Give the data below again exactly as written, without its pictures.

### Supplied entries:
┌────────

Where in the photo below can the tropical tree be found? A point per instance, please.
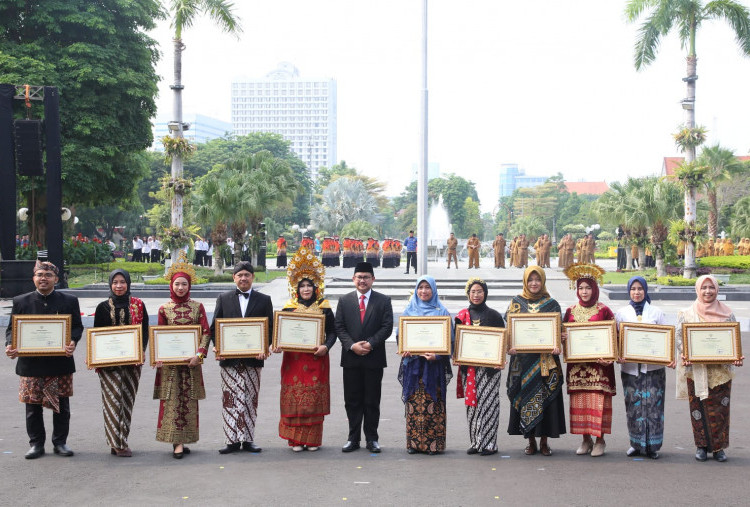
(344, 200)
(183, 14)
(741, 218)
(686, 16)
(721, 165)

└────────

### Exercise output:
Where in the photo below can the tropical tree be found? A point per instance, please.
(344, 200)
(183, 14)
(741, 218)
(686, 16)
(721, 165)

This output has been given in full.